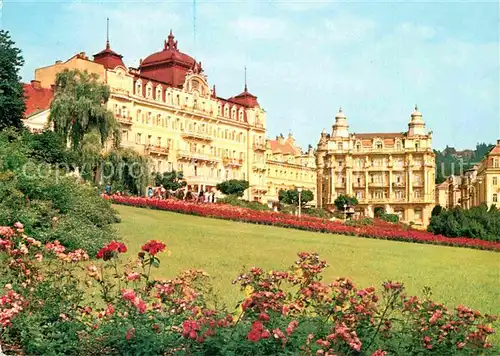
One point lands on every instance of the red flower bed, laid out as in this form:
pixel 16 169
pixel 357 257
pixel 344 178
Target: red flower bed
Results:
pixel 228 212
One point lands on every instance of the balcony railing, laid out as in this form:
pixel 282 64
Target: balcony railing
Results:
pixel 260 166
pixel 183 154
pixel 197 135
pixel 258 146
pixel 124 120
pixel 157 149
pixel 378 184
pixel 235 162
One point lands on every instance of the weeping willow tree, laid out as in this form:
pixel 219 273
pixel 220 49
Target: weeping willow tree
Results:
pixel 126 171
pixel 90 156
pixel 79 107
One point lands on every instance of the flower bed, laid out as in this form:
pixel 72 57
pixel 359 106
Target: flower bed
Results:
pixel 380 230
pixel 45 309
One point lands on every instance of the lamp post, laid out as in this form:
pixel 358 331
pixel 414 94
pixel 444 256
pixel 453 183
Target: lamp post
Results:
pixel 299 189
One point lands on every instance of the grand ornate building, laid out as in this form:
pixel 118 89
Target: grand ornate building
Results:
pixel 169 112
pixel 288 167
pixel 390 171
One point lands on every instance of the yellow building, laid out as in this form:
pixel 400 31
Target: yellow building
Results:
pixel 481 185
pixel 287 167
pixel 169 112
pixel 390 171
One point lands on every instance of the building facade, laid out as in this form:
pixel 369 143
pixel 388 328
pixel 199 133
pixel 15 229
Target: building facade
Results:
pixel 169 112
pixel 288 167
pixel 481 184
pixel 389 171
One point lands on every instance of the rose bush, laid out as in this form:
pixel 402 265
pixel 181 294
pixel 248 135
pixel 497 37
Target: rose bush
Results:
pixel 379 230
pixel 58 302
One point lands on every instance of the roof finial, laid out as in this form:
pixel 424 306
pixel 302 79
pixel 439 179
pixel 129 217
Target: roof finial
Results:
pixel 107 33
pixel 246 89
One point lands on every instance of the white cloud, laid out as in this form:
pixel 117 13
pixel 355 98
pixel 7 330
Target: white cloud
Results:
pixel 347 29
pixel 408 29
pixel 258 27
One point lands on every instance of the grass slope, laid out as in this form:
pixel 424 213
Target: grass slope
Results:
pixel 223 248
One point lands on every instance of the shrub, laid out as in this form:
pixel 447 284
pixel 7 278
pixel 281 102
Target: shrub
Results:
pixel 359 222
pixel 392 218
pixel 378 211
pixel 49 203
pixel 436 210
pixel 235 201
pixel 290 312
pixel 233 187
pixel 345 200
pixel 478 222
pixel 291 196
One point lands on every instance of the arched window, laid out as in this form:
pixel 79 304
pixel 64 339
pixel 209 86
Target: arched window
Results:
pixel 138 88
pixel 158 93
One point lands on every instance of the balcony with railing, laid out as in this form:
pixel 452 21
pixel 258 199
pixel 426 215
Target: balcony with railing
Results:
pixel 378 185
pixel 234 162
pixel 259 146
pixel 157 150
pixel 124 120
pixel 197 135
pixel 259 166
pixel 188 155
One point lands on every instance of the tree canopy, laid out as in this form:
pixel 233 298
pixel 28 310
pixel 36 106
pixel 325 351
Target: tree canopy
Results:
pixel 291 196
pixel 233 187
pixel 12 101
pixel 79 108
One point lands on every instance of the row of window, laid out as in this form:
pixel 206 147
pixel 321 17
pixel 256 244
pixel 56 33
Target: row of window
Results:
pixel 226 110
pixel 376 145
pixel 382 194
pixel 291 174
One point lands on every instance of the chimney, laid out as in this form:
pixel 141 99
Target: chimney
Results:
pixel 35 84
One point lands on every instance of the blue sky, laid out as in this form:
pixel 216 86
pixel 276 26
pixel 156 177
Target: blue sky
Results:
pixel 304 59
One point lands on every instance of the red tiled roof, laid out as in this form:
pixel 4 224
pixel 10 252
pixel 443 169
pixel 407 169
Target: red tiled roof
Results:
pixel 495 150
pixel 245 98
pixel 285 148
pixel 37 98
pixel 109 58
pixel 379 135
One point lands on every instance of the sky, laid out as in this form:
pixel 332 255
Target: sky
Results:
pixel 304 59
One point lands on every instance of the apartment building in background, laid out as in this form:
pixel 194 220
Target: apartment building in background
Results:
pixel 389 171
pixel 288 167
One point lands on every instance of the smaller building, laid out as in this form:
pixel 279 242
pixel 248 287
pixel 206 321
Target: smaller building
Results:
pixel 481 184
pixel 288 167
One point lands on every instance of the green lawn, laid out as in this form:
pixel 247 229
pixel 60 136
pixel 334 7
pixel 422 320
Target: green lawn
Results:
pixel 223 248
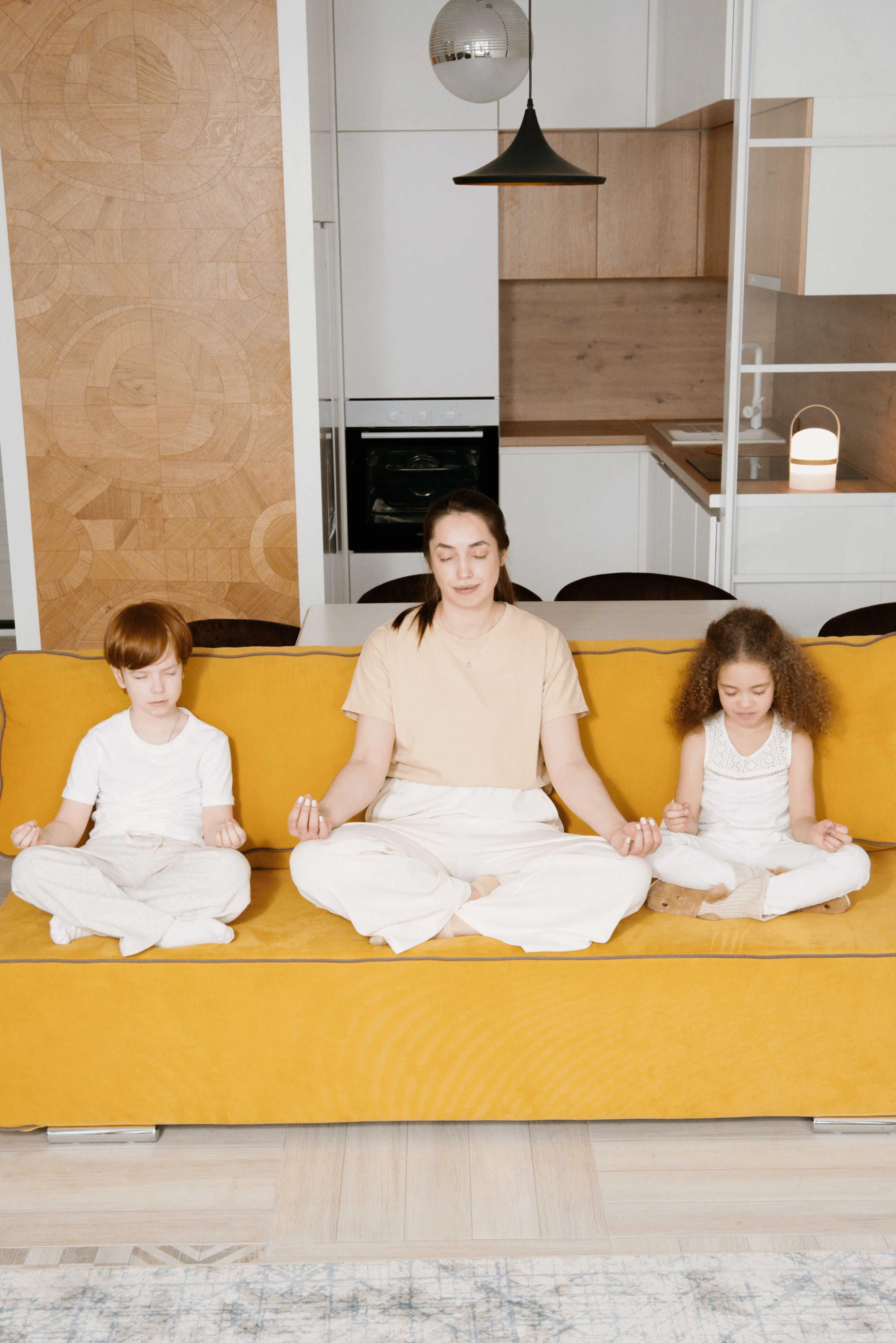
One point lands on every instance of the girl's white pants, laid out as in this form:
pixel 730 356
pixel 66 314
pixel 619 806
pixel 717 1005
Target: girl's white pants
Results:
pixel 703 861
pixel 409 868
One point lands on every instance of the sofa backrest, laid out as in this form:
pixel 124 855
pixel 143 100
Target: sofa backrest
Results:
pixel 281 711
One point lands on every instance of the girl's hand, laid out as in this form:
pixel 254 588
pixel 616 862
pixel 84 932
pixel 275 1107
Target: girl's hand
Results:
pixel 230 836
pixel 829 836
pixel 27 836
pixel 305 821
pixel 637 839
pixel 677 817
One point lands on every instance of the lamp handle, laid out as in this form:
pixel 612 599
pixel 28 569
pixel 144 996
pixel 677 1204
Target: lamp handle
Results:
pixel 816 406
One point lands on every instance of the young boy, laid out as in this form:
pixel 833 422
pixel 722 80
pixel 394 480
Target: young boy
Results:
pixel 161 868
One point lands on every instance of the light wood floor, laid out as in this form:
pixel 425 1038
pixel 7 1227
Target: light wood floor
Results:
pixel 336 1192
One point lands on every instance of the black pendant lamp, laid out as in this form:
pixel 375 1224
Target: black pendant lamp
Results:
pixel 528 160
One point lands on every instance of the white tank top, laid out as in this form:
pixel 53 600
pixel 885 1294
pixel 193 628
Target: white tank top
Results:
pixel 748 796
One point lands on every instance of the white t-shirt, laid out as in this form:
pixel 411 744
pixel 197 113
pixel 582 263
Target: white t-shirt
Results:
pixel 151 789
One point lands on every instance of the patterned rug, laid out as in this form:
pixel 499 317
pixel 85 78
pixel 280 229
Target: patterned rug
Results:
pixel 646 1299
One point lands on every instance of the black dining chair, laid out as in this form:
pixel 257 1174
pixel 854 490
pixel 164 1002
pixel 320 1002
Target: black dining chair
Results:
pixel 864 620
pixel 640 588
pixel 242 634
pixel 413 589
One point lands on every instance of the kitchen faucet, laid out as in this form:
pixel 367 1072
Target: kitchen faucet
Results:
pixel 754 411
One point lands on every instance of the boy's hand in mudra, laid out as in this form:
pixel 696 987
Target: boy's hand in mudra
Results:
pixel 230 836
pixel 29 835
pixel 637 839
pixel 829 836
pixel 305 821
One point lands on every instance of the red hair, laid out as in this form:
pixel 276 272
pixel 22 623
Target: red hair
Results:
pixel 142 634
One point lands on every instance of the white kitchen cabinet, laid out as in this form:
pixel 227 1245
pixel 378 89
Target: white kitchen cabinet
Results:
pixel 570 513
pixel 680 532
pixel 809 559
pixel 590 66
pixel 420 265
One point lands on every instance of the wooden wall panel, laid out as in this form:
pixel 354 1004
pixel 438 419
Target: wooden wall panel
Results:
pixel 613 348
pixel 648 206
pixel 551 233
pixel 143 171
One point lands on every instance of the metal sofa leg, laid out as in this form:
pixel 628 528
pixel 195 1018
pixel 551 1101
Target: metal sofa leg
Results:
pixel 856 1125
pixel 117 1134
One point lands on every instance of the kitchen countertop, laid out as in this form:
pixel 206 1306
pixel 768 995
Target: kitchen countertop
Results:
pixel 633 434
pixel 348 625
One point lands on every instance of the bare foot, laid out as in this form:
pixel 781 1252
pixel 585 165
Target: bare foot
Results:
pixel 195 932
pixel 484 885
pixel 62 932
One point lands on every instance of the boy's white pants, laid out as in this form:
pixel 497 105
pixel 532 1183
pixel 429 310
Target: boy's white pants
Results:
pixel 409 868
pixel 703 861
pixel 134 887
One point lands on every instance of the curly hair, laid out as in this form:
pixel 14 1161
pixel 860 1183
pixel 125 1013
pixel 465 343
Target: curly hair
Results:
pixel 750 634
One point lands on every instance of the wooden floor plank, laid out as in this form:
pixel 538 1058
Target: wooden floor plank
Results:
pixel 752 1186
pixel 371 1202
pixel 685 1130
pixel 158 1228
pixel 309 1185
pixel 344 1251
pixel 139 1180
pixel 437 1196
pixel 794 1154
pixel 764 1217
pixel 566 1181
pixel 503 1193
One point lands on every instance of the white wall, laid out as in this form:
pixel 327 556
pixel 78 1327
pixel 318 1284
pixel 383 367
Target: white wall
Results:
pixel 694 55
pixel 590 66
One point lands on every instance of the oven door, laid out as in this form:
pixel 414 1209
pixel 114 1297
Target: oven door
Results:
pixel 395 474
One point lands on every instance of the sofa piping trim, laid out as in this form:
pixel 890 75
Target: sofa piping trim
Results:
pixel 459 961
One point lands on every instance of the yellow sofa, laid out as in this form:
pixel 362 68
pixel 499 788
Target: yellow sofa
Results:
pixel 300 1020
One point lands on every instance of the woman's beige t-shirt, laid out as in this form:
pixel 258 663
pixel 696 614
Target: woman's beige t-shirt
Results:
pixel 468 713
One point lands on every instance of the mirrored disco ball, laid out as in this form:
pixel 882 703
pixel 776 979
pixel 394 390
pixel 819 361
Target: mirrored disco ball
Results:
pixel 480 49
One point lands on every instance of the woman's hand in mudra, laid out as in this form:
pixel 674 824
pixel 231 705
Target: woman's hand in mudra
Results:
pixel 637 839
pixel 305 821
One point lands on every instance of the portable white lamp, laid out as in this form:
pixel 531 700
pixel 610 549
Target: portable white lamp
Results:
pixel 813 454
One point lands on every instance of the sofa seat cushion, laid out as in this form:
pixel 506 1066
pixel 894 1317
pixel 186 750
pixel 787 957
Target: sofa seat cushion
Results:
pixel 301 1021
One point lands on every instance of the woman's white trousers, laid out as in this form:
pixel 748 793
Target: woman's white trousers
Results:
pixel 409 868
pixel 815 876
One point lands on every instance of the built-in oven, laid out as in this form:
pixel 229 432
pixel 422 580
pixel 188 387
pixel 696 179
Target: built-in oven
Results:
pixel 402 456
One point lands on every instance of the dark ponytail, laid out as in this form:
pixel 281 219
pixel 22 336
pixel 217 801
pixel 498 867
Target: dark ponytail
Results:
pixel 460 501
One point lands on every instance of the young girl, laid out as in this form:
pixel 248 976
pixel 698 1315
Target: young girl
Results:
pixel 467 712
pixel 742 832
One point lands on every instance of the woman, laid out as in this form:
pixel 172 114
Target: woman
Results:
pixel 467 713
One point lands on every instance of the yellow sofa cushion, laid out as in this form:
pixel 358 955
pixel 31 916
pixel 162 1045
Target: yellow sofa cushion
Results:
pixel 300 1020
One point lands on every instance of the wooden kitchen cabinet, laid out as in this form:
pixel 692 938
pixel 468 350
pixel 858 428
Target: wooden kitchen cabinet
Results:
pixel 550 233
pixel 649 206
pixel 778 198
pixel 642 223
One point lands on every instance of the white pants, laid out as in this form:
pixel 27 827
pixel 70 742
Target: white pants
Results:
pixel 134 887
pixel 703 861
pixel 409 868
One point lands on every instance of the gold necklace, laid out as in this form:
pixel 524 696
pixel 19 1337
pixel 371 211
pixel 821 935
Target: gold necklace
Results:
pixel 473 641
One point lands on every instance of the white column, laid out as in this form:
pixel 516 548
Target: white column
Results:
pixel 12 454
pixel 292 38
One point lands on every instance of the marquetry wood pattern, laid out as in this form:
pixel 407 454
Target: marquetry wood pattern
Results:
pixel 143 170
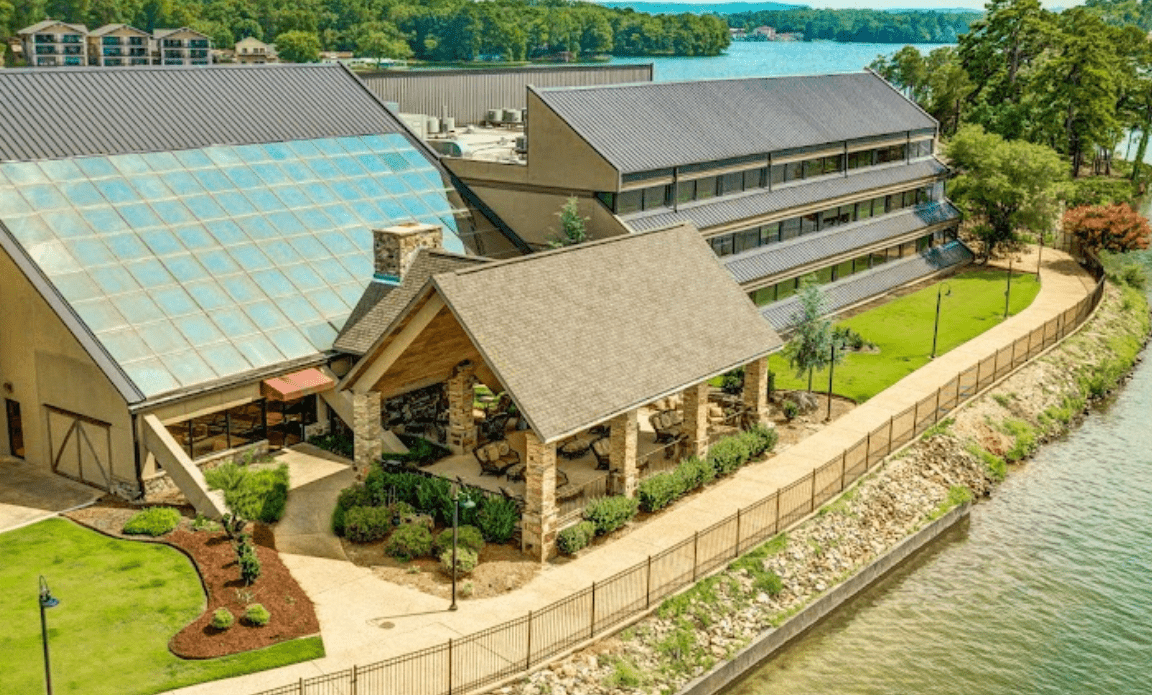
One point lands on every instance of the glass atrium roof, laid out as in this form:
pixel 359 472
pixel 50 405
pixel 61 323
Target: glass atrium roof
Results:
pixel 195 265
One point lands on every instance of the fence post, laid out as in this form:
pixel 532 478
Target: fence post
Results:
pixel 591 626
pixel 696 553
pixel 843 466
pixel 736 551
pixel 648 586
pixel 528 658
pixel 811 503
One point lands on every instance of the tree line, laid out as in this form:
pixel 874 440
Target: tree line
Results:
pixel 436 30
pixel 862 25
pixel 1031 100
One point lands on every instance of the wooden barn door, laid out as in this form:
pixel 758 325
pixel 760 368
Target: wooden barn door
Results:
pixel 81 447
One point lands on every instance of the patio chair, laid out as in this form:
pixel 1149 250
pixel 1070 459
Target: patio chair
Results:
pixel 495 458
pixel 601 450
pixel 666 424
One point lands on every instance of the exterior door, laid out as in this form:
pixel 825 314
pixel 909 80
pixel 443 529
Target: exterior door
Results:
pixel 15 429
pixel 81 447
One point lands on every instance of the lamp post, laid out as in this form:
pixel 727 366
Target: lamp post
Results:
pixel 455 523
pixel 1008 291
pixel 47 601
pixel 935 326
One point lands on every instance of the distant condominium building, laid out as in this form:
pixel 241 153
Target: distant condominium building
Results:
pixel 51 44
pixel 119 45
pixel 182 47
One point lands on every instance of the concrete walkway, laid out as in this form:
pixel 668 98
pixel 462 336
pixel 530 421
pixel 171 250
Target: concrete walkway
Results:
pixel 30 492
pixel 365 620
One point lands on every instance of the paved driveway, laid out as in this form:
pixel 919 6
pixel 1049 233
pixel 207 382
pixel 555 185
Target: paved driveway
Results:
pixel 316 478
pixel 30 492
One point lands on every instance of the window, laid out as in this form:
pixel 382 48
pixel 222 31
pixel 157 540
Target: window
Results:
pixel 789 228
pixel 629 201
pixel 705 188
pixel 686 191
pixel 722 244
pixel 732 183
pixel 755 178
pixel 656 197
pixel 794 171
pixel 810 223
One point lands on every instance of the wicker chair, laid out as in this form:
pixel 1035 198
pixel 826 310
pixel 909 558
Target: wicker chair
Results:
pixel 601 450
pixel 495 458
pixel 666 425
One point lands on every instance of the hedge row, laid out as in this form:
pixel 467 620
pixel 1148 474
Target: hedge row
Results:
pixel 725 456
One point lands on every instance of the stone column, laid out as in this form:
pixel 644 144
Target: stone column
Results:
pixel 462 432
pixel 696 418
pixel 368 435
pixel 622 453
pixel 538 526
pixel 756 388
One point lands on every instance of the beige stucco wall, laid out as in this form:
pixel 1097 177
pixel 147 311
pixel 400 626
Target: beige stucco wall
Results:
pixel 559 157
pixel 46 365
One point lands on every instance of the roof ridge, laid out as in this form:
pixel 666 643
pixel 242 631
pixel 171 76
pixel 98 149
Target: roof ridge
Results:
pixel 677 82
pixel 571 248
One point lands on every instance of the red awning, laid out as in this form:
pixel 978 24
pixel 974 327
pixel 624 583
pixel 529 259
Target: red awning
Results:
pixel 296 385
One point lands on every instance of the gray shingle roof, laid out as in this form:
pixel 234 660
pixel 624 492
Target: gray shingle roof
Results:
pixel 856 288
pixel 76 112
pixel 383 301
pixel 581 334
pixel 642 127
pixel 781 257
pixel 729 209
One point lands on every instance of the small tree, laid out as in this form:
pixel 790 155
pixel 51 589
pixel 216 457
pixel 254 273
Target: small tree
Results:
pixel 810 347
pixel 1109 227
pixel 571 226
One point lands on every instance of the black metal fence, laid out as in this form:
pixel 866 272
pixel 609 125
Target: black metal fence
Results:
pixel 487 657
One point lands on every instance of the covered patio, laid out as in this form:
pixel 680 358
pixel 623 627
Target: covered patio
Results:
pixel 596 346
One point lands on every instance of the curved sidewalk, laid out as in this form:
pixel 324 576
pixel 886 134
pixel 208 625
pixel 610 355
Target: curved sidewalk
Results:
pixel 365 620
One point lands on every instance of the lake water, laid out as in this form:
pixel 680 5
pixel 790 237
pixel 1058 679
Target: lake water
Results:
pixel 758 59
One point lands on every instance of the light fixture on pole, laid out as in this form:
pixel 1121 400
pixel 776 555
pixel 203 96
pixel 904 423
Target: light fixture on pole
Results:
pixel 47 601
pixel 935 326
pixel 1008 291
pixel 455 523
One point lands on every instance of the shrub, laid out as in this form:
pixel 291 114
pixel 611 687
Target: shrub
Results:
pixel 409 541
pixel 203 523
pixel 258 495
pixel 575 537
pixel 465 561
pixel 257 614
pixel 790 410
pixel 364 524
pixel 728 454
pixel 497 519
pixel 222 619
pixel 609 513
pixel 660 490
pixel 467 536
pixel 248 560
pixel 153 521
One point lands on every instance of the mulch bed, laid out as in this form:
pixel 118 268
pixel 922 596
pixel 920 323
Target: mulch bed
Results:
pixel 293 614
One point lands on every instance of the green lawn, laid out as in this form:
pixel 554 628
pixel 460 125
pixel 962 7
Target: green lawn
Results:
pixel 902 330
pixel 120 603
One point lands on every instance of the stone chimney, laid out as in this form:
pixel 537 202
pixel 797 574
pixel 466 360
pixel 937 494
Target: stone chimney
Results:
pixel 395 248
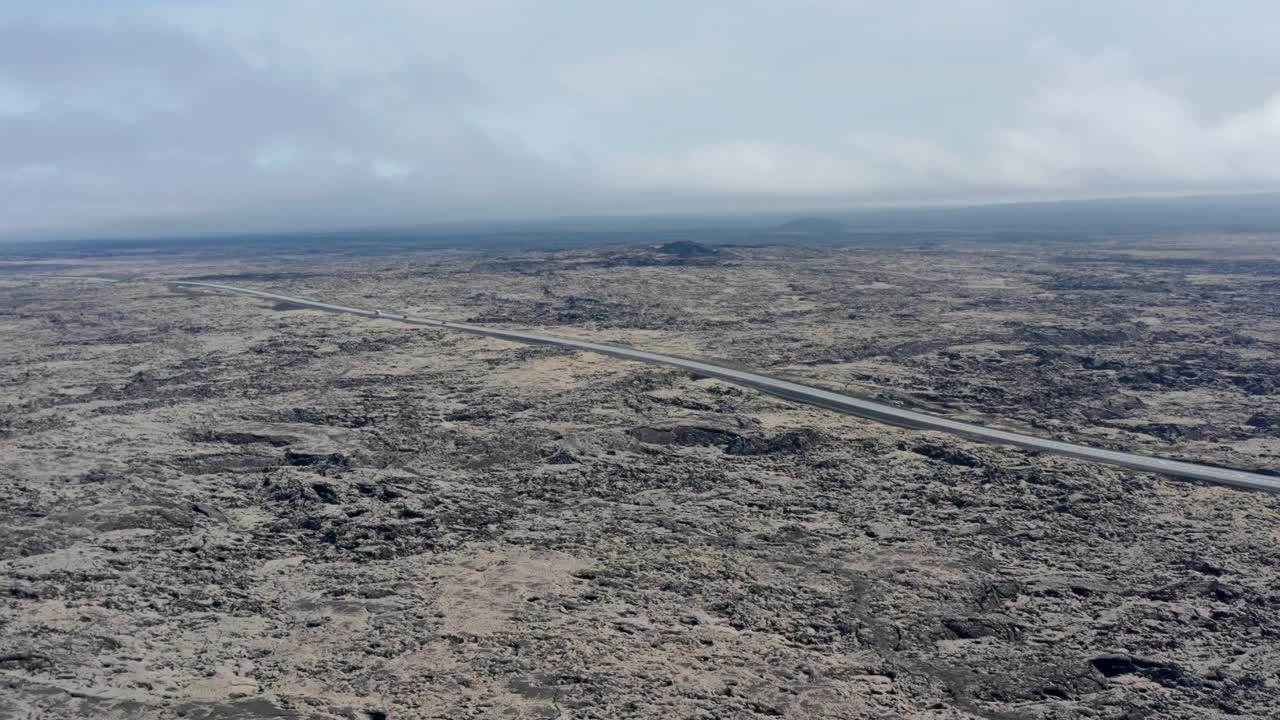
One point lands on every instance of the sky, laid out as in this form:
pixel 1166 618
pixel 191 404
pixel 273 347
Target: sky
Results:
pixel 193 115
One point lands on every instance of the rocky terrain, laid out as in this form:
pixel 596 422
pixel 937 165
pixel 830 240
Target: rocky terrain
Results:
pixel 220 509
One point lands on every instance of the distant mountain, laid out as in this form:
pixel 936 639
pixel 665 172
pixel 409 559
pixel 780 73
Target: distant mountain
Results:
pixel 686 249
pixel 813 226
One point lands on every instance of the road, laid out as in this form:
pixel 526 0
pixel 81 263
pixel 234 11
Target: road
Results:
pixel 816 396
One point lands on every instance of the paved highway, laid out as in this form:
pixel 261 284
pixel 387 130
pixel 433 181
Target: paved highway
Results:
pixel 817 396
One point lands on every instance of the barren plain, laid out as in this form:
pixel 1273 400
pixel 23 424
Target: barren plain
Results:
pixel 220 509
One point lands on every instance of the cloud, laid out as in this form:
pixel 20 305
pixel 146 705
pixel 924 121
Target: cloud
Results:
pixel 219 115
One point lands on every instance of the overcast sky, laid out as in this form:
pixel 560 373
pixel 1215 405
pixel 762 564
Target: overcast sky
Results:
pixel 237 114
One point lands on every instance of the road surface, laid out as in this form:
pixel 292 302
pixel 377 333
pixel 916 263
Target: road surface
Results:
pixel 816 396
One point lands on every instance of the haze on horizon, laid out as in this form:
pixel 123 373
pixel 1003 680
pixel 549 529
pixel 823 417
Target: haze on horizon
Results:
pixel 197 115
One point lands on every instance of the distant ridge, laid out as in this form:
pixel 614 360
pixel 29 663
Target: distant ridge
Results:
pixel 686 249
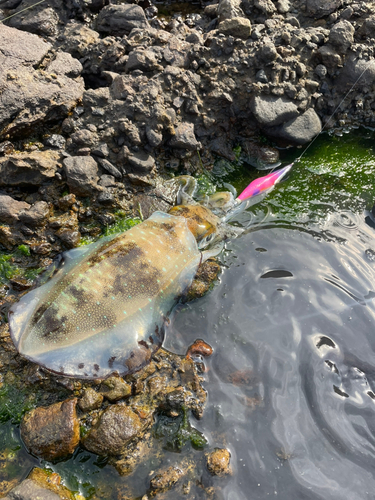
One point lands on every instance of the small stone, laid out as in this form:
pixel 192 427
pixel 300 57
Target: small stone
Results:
····················
● **What is expected**
Print the lines of the records above exactly, from the line with "One point lands on every instance of the patterned" to the line with "pixel 413 589", including both of those lines.

● **Worked solution**
One point lands on every instance of the patterned rug, laid out as in this form:
pixel 499 317
pixel 85 78
pixel 280 229
Target: patterned rug
Results:
pixel 646 1299
One point lands on every instance of the black dining chair, laid out as in this form:
pixel 257 1174
pixel 854 490
pixel 164 1002
pixel 320 1002
Target: black dining chair
Results:
pixel 864 620
pixel 640 588
pixel 242 634
pixel 413 589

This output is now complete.